**Instructions**
- A) In the article on legal funding for asylum seekers in New York City, why does Council Member Hanif say no provider has taken the legal services contract? Answer in one to three sentences.
- B) Carry on the article about legal funding for asylum seekers in New York City from its last sentence.

Segment Start: Reading text

The current $5 million isn’t enough to fill the needs of the 50,000 asylum seekers in our care: Council Member Hanif

New York: Immigrant advocates joined City Comptroller Brad Lander and Council Member Shahana Hanif demanding at least $70 million for asylum seeker legal assistance in the City budget as negotiations head into their final month.

On May 9, 2023, Lander and Hanif sent a letter to the administration calling for this focused investment, stating “it is critical – not only for those seeking asylum, but also for the City’s long-term fiscal stability – to significantly ramp up outreach and legal immigration services to help asylum seekers navigate the paperwork that will enable them to live, work, and contribute to our city.”

“It’s been more than a year since the first asylum seekers arrived in New York City, and we still haven’t filled a contract for legal services. Clearly, $5 million isn’t enough to fill the needs of the nearly 50,000 asylum seekers in our care, and is why no provider has taken this inadequate contract. It’s clear we need the full $70 million,” said Immigration Committee Chair, Council Member Shahana Hanif.

Segment End: Reading text
Segment Start: Data extract

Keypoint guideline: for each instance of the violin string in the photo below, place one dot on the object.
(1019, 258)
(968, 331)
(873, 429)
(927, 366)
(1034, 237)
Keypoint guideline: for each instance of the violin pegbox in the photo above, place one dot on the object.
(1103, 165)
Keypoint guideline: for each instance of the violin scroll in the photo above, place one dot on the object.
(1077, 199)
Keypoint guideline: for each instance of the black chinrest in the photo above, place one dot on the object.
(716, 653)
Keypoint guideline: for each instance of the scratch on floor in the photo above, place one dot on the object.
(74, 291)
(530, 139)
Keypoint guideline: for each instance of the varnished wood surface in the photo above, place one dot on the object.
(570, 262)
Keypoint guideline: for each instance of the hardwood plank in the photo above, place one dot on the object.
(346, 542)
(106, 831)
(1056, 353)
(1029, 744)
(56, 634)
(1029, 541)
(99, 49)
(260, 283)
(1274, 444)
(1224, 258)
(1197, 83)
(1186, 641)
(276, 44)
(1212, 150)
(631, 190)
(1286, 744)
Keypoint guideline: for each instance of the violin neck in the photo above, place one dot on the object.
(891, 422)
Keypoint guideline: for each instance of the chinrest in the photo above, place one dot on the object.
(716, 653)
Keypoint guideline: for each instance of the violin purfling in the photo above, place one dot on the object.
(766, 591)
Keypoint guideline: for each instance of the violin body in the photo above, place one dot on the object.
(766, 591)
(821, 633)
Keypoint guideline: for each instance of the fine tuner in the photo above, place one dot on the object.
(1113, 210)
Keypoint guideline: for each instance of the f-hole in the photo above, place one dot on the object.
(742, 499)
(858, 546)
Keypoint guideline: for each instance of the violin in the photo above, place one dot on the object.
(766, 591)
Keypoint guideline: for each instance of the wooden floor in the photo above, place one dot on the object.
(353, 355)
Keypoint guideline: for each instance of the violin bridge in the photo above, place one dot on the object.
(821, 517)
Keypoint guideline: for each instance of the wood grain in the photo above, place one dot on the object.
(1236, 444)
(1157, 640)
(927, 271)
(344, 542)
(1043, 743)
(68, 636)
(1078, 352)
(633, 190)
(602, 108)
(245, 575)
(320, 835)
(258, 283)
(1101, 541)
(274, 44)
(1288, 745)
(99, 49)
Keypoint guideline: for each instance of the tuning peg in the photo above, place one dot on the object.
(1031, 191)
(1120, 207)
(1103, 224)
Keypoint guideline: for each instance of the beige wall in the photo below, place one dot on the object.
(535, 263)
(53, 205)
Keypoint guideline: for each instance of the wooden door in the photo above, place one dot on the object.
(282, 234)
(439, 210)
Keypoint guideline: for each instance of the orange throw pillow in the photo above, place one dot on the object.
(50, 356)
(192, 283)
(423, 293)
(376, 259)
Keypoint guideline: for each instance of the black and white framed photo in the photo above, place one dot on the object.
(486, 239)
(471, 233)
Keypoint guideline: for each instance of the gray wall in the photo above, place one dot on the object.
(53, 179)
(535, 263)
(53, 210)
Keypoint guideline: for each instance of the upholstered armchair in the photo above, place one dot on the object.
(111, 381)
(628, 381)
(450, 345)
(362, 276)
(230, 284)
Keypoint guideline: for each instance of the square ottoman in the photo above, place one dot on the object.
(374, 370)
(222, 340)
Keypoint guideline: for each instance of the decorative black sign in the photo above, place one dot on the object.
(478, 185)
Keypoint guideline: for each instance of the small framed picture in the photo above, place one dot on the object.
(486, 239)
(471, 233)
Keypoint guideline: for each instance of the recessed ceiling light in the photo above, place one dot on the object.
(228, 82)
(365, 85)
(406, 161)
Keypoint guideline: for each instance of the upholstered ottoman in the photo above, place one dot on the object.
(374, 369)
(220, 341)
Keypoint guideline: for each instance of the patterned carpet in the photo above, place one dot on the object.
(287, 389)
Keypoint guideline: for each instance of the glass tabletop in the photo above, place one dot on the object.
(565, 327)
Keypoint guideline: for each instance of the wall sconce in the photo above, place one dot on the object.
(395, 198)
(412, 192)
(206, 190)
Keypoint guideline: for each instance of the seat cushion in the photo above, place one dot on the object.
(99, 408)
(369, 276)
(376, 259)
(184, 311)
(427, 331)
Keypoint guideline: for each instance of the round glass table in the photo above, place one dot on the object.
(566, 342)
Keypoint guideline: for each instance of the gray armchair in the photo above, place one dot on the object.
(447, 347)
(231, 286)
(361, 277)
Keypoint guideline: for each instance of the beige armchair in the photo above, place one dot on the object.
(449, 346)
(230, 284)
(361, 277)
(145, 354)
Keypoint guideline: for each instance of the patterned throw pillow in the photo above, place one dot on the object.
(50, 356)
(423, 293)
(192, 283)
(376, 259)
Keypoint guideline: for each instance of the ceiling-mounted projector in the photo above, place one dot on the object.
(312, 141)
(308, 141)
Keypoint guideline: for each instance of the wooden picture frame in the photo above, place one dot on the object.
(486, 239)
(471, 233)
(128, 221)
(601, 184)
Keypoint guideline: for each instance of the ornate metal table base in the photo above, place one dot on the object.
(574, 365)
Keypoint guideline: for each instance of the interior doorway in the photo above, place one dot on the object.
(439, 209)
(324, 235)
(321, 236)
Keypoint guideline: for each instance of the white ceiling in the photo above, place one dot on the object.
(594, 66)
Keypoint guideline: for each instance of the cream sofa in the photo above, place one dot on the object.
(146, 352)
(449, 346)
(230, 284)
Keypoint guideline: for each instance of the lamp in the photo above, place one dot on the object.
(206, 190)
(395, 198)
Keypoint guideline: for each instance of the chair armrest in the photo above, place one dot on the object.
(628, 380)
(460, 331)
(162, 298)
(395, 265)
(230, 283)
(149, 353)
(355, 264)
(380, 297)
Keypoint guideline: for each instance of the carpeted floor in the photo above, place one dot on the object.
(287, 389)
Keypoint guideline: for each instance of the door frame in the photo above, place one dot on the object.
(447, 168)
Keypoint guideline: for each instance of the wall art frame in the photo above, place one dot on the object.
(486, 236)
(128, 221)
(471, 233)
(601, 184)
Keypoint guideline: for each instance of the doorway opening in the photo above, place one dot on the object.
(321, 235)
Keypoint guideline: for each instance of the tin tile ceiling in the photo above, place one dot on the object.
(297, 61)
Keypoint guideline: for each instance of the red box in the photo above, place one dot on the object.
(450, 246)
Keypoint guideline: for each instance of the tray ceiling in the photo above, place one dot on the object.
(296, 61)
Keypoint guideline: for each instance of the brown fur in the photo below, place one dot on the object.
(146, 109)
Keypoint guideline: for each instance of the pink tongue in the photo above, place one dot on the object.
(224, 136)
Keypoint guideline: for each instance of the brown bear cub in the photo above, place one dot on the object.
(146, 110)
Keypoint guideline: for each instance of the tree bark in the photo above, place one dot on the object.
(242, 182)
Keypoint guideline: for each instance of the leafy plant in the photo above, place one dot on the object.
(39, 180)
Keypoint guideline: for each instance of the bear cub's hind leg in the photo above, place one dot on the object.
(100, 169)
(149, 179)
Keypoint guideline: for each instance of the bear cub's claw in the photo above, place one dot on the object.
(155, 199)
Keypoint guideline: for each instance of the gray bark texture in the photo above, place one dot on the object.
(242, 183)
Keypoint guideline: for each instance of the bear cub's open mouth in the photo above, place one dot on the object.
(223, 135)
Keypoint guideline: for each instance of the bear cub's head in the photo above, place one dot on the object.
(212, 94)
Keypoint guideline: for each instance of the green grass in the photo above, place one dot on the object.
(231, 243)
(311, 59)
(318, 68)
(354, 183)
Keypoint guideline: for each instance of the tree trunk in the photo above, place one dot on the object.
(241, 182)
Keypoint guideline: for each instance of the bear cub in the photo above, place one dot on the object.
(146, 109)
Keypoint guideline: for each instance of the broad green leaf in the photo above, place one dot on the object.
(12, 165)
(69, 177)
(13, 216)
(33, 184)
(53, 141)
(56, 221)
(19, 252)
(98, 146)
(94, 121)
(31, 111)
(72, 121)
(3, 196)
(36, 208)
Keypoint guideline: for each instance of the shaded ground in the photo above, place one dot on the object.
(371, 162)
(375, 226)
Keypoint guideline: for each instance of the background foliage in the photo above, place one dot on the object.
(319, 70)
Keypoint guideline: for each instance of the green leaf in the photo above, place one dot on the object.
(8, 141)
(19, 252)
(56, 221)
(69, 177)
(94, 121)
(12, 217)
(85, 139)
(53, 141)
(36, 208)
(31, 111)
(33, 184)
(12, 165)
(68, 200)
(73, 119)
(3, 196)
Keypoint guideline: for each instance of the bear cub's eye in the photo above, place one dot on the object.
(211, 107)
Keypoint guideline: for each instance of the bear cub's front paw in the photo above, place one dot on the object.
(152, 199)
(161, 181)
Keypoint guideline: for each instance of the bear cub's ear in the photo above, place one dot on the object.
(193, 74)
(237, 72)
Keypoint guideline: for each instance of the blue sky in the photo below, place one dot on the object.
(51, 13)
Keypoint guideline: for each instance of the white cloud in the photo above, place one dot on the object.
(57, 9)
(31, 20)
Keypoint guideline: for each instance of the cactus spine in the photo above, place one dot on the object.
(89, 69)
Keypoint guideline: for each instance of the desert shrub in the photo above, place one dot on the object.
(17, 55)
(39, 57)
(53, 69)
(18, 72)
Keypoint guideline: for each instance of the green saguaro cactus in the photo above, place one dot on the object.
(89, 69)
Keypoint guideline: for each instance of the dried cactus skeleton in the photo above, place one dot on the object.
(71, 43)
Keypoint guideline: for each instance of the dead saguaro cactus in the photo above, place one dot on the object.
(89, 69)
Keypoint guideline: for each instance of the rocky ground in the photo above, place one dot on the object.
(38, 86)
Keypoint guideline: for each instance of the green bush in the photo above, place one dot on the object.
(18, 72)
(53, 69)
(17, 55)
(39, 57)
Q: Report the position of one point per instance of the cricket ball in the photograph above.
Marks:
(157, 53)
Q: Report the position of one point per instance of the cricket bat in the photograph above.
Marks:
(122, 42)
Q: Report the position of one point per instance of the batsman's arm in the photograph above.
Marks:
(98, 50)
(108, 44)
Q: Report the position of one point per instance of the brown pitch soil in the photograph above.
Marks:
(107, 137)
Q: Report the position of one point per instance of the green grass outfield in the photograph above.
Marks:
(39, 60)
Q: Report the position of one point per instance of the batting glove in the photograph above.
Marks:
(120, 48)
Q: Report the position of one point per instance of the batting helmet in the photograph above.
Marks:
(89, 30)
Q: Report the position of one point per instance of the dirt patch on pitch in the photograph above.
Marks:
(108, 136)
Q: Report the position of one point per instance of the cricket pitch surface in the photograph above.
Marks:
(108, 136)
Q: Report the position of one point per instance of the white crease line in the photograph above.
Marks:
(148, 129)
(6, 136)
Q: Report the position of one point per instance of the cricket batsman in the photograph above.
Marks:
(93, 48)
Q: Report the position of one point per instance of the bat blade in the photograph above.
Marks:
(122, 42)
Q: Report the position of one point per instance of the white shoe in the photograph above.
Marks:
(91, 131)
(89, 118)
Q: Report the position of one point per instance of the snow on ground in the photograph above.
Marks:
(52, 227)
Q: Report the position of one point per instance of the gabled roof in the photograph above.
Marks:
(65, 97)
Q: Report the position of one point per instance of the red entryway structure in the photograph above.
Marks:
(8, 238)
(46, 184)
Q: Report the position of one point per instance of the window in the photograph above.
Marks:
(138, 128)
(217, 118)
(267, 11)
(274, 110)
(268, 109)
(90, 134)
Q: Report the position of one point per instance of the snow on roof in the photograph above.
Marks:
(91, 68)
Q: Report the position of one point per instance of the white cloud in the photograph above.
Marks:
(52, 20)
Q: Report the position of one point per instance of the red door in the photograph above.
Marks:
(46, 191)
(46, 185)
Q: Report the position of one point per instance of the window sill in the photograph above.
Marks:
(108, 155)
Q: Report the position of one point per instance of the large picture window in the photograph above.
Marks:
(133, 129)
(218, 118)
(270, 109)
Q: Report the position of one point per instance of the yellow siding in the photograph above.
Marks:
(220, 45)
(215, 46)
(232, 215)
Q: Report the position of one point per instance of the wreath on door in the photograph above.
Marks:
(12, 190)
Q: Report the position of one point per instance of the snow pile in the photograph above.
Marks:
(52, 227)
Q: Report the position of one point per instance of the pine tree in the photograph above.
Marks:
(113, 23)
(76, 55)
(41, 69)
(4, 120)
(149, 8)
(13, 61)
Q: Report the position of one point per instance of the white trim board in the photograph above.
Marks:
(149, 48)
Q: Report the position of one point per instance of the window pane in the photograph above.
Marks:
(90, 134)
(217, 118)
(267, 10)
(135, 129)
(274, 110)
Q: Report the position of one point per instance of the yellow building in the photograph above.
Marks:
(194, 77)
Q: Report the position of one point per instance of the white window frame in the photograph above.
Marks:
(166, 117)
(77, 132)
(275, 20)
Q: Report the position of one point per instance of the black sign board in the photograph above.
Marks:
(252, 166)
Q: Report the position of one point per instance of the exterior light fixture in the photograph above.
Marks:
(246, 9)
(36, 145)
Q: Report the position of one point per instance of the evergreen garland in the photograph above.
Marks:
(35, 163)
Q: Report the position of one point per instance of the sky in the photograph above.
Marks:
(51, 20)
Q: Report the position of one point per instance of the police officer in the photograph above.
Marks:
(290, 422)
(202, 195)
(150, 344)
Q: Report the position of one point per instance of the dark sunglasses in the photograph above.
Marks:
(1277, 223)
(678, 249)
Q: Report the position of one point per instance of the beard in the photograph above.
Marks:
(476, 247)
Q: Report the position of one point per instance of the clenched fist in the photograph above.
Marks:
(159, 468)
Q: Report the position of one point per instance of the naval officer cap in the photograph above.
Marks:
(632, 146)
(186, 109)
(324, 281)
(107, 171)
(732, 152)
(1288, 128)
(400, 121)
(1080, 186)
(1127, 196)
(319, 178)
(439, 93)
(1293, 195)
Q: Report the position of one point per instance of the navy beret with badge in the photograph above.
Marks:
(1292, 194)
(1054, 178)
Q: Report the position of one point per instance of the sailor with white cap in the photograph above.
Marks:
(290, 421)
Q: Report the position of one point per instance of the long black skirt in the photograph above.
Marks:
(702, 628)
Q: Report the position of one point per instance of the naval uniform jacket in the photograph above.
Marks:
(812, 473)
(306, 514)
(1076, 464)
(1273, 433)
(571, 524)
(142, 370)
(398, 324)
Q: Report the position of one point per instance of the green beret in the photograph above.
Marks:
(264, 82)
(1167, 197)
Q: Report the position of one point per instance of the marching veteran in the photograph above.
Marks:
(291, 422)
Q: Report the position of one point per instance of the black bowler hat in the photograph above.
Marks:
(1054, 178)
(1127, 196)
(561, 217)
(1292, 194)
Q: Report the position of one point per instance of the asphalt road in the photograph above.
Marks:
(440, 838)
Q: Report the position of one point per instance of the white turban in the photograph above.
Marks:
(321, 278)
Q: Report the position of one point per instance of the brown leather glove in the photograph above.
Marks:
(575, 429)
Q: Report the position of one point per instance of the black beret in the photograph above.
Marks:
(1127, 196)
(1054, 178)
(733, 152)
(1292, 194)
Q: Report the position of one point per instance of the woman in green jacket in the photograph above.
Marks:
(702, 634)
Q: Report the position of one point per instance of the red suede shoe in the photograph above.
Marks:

Segment End: Data extract

**Answers for the exercise**
- A) Hanif says the contract's $5 million is inadequate for the needs of the nearly 50,000 asylum seekers in the City's care, and that is why no provider has taken it. She argues the full $70 million is needed.

- B)
“I’m proud to join forces with Comptroller Lander to make it explicitly clear to this administration that the current legal services RFP falls woefully short. We can’t meet this moment with half measures and underfunded mandates; we need real resources to get people the legal status they need.”

“The Administration continues to scramble to scale up emergency shelter, but has yet to dedicate resources toward pro se clinics and pro bono legal representation that would open pathways for asylum seekers to secure employment and permanent housing,” said Comptroller Brad Lander. “For the fiscal stability of the City and long-term welfare of new arrivals, the City must take a cost-saving approach by budgeting for the resources to navigate asylum seekers through our complex immigration system. Obtaining work authorizations and legal status will ultimately seed new lives, businesses, homes, and community for asylum seekers here in New York City. To live up to its ideals as a place of refuge and compassion, New York City must commit to increased legal services funding for asylum seekers.”

“At a time when many new and existing immigrant New Yorkers are desperately looking for legal assistance, it is time for the City to build on the success of the legal services infrastructure by investing a minimum of $70 million dollars for the upcoming fiscal year to be able to expand legal services across immigrant communities,” said Luba Cortes, Immigrant Defense Coordinator at Make the Road New York.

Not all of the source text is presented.